-- Exercise --
All of the data below must be repeated exactly.

-- Data provided --

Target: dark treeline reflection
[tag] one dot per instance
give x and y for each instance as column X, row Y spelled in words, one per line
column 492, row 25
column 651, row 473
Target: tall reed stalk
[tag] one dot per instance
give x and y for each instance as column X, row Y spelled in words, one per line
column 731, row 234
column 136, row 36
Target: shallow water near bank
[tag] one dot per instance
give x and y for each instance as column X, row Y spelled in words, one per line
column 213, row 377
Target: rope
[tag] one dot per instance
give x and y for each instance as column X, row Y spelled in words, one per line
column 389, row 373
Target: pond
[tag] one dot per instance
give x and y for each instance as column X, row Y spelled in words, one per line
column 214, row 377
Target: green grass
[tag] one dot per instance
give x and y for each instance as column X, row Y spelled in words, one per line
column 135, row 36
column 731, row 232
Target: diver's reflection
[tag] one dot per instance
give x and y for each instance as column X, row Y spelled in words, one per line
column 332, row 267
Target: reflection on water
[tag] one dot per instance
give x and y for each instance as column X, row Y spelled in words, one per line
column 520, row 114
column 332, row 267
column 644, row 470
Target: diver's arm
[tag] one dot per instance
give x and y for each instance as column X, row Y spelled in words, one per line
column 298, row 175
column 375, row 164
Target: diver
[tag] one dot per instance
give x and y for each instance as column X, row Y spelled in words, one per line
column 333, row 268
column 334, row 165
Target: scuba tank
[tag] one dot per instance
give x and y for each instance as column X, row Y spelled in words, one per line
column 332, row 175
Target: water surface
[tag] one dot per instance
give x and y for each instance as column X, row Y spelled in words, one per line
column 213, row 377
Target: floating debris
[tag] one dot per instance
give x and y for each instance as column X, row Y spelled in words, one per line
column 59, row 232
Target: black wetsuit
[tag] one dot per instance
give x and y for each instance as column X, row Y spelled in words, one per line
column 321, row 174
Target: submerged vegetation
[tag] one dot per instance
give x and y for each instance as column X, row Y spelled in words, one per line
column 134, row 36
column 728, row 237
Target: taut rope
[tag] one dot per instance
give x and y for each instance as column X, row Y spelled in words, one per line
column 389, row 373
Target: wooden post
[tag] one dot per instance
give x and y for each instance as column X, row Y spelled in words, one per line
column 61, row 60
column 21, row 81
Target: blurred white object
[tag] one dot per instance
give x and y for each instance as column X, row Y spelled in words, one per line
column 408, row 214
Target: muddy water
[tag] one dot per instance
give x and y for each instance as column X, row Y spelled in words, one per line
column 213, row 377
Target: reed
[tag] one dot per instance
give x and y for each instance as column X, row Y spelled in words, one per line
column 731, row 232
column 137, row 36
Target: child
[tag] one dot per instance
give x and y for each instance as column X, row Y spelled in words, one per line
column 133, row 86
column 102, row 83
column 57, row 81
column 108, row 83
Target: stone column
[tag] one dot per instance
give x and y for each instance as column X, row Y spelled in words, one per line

-- Your solution --
Target: dark treeline reflection
[tag] one dot per instance
give x and y for each instance as column X, row Y spelled in words, one per line
column 492, row 25
column 651, row 473
Target: tall reed stalk
[tag] one dot per instance
give x and y for each instance as column X, row Y spelled in words, one per line
column 731, row 234
column 136, row 36
Target: shallow water near bank
[tag] one dot per instance
give x and y for each instance as column X, row Y spelled in words, one per line
column 213, row 377
Target: rope
[tag] one dot per instance
give x and y for each instance as column X, row Y spelled in words, one per line
column 389, row 373
Target: pond
[tag] one dot per instance
give x and y for each instance as column X, row Y spelled in words, one per line
column 214, row 377
Target: green grass
[tag] one dot per instance
give x and y for each instance as column X, row Y spelled in words, one per line
column 135, row 36
column 731, row 232
Target: diver's reflection
[tag] one dot per instance
give x and y for each instance as column X, row Y spelled in words, one per line
column 332, row 267
Target: reflection on water
[tag] one dot per instance
give x and y for each instance as column X, row Y spelled in words, one per line
column 520, row 114
column 332, row 267
column 644, row 470
Target: diver's arm
[tag] one dot per instance
give x and y for each instance as column X, row Y spelled in words, one per line
column 298, row 175
column 375, row 164
Target: diver
[tag] one dot per instance
give x and y for each instance as column X, row Y spelled in words, one per line
column 333, row 268
column 334, row 165
Target: scuba tank
[tag] one dot per instance
give x and y for each instance as column X, row Y spelled in words, one per line
column 332, row 175
Target: water surface
[tag] one dot per instance
give x and y for each instance as column X, row Y spelled in words, one per line
column 213, row 377
Target: floating debris
[tag] one dot per instance
give x and y for each instance as column X, row Y spelled in words, one per line
column 59, row 232
Target: black wetsuit
[tag] one dot per instance
give x and y for each instance as column X, row Y spelled in words, one per line
column 321, row 174
Target: submerged vegetation
[tag] one dot per instance
give x and y for each instance as column X, row Y spelled in words, one per line
column 134, row 36
column 728, row 237
Target: taut rope
[tag] one dot per instance
give x and y for each instance as column X, row Y spelled in words, one per line
column 389, row 373
Target: wooden post
[tag] one dot per instance
give x and y for each instance as column X, row Y spelled in words, one per line
column 61, row 60
column 21, row 81
Target: blurred white object
[tag] one dot per instance
give x and y for each instance as column X, row Y spelled in words, one per line
column 408, row 214
Target: muddy water
[tag] one dot per instance
give x and y for each instance as column X, row Y spelled in words, one per line
column 213, row 377
Target: reed
[tag] one dot per instance
give x and y for each instance as column X, row Y spelled in words, one per line
column 731, row 232
column 137, row 36
Target: child
[tag] one dot per instance
give x and y for each instance as column X, row Y spelled in words, one per line
column 133, row 86
column 102, row 83
column 57, row 81
column 108, row 83
Target: stone column
[tag] one dot per instance
give x and y for each instance as column X, row Y spelled in words, one per line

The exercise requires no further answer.